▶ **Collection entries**
-- -- --
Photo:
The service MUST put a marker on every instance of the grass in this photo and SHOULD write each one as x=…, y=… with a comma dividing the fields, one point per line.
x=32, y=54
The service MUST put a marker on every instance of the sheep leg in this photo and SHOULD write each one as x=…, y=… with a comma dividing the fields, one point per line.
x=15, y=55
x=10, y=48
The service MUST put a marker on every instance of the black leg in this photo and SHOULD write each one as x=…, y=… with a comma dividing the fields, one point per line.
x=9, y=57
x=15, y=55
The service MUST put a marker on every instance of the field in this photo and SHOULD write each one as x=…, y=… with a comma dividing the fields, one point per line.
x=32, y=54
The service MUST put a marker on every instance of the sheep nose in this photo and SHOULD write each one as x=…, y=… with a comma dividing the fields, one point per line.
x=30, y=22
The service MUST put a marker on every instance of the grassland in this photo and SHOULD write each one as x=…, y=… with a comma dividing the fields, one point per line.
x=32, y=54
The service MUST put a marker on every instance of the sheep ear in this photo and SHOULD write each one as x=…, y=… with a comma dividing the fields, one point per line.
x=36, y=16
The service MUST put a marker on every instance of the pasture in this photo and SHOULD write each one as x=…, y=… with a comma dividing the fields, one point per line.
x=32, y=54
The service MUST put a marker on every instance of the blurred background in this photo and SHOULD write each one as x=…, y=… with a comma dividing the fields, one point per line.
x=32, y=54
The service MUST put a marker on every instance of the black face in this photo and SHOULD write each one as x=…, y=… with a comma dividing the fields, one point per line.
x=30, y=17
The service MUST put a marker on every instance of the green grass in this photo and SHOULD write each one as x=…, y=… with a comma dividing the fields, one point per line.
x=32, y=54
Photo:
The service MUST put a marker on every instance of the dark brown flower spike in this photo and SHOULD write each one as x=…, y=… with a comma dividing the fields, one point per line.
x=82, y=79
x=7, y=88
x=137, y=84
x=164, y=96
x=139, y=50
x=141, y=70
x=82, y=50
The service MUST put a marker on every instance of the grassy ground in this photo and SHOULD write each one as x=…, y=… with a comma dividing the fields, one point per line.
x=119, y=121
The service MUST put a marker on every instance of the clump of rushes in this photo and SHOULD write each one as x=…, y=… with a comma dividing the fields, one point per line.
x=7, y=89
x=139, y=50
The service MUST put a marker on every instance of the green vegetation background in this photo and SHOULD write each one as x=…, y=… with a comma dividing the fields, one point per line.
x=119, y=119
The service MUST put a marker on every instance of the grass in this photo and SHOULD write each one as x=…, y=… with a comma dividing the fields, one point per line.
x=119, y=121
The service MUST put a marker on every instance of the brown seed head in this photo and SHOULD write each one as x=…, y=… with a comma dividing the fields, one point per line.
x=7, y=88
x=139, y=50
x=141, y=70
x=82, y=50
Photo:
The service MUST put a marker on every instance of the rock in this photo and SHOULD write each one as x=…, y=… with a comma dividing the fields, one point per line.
-- -- --
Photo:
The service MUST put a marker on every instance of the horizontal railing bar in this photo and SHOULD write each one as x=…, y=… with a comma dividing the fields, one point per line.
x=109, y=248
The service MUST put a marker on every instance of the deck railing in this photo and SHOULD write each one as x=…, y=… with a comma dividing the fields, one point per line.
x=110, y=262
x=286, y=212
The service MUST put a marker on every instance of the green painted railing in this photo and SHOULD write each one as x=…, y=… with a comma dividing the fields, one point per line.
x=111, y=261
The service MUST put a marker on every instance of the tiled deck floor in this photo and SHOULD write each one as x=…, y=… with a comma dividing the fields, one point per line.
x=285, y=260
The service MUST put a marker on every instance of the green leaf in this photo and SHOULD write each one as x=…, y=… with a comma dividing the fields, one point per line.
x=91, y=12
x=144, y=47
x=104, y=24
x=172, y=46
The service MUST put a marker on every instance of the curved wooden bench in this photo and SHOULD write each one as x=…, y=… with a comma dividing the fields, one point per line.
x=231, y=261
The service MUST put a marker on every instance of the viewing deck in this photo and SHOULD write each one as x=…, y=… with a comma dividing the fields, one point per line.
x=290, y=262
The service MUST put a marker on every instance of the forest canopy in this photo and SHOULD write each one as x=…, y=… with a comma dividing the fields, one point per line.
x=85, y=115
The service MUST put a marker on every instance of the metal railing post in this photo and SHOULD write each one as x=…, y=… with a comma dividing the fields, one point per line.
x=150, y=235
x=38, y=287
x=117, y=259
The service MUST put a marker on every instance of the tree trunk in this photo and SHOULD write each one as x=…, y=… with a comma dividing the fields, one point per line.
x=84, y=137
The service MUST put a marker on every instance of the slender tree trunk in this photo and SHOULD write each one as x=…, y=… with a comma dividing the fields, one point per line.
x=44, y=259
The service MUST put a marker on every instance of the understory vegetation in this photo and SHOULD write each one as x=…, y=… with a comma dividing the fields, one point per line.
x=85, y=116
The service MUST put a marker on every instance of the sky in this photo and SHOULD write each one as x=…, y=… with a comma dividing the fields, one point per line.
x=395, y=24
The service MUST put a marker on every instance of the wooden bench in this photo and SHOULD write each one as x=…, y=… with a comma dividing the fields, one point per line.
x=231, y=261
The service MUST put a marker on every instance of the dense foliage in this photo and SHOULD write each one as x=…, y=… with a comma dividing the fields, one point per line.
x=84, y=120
-- -- --
Give back the records above exactly, limited to the lines between the one holding "the green vegetation" and the one holding "of the rock", inclusive.

The service MUST put a marker on every instance of the green vegetation background in this photo and SHOULD write each one as x=…, y=… with a comma dividing the fields, one point per line.
x=119, y=119
The service MUST put a marker on every instance of the grass in this photo and SHOULD write each one as x=…, y=… with a comma dividing the fields, one point per line.
x=119, y=121
The service MUST put a marker on every instance of the brown seed head in this photo and SHOULD write each one as x=…, y=… with a comma dividing the fields, one point per line.
x=7, y=88
x=139, y=50
x=141, y=70
x=82, y=50
Photo:
The service MUST put a marker on every instance of the rock in this photo and SHOULD write each one as x=…, y=… with a comma dividing the fields, one point per line.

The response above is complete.